— Start of DATA EXTRACT —
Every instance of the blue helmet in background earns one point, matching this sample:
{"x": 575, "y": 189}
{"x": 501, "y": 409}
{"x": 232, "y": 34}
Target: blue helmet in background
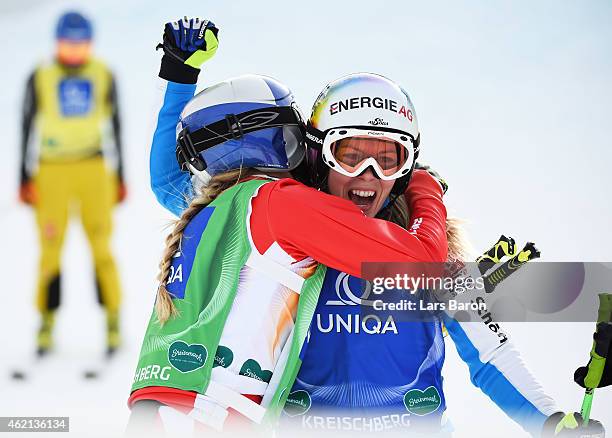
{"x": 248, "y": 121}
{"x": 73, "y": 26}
— End of DATA EXTRACT —
— Start of DATA EXTRACT —
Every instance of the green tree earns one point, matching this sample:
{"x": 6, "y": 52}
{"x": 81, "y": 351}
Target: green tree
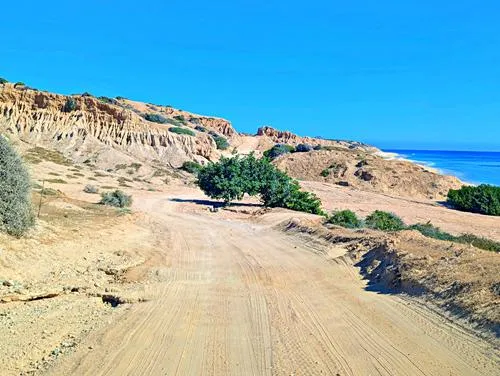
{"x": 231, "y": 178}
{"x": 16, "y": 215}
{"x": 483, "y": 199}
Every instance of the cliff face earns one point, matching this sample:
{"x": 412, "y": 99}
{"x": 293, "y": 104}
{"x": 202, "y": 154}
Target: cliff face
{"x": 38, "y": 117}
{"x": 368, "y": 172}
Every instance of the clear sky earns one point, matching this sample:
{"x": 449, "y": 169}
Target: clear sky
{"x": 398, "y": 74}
— End of DATA EXTRACT —
— Start of DATA EXTRACT —
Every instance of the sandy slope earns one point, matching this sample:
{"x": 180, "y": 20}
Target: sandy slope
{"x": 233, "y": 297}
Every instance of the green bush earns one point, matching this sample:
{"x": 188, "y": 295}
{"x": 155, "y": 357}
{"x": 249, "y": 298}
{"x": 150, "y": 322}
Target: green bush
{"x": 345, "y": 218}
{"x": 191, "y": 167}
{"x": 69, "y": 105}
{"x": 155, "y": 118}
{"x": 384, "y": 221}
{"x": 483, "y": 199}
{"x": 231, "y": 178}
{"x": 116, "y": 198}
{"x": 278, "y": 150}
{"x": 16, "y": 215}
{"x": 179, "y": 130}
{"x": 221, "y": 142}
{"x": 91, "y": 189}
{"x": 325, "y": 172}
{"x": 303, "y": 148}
— End of DATA EXTRACT —
## AIM:
Display each line of the data above that contains the string "background", copying the lines in full.

## EXPECTED ANSWER:
Every instance of the blue helmet in background earns one point, matching this sample:
Target: blue helmet in background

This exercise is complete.